┌─ MATERIAL SUPPLIED

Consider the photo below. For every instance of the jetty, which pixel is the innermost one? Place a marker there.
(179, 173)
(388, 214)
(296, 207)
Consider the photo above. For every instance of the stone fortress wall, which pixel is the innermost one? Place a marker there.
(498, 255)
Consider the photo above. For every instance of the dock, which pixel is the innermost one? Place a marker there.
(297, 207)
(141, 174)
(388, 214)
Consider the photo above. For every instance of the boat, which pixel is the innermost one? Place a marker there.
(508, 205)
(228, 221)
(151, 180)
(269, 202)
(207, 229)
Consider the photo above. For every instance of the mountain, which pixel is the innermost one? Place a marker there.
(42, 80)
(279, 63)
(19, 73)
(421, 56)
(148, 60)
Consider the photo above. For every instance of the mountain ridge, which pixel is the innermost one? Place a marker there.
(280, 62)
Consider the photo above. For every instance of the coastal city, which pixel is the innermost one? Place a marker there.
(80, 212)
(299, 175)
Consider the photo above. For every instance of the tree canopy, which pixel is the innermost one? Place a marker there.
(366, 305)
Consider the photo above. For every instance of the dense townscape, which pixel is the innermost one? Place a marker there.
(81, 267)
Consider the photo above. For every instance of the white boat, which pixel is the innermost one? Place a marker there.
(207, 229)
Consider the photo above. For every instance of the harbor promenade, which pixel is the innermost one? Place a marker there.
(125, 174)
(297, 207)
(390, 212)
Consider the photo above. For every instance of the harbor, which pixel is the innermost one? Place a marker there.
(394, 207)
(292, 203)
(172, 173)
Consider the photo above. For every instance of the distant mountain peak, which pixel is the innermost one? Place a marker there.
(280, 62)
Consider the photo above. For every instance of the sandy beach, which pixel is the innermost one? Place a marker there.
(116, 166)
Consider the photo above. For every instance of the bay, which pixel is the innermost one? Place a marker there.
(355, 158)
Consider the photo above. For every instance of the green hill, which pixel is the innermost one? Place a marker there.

└─

(TASK BRIEF):
What is needed here is an exact copy of every record.

(ANSWER FOR THE TASK):
Consider the photo below. For every instance of the jetty, which pixel is the innermost one? Place a marker there.
(179, 173)
(388, 214)
(296, 207)
Consider the photo above. For every instance of the stone fortress wall, which pixel is the innermost one? Place a marker there.
(498, 255)
Consider the photo above. For every instance of the dock, which pixel is the innermost one? Place a marker there.
(297, 207)
(141, 174)
(388, 214)
Consider the photo above. For every instance of the boat, which pixel is the innermost one? Place a marker there.
(508, 205)
(228, 221)
(151, 180)
(269, 202)
(207, 229)
Consider the photo above. For every instance of the mountain, which pixel is the innermost one? Place a marker there.
(42, 80)
(279, 63)
(19, 73)
(421, 56)
(148, 60)
Consider the photo above. For every instance of the mountain ridge, which pixel is the innermost one? Place a marker there.
(280, 62)
Consider the photo above. For every instance of the coastal city, which pixel is the innermost one? Place a marker there.
(80, 212)
(299, 175)
Consider the photo above. For every instance of the tree canopy, which pixel is the innermost one? Place a marker there.
(366, 305)
Consider the photo above. For every instance of the dense townscape, which pixel is the innermost one? Place a marker there.
(81, 267)
Consider the photo above. For every instance of the white boat, which pixel is the innermost one? Place a marker there.
(207, 229)
Consider the photo above. For every instance of the harbor promenade, which pixel is the innermost one? Place a marker there.
(125, 174)
(297, 207)
(390, 212)
Consider the photo above. For every instance of the harbor, which pixel is the innermost one? Place a marker there.
(394, 207)
(292, 203)
(172, 173)
Consider the photo above. For every instance of the distant mountain peak, which pixel is the innermost one? Place a marker there.
(280, 62)
Consider the photo above. For every instance of the sandy beach, which pixel is the innermost one? Place a marker there.
(116, 166)
Consider the photo above. For every instance of the bay, which pixel is the innermost one? Place a marker there.
(355, 158)
Consider the photo above. For every instance of the green hill, which pixel is the innermost one? Place a marker there.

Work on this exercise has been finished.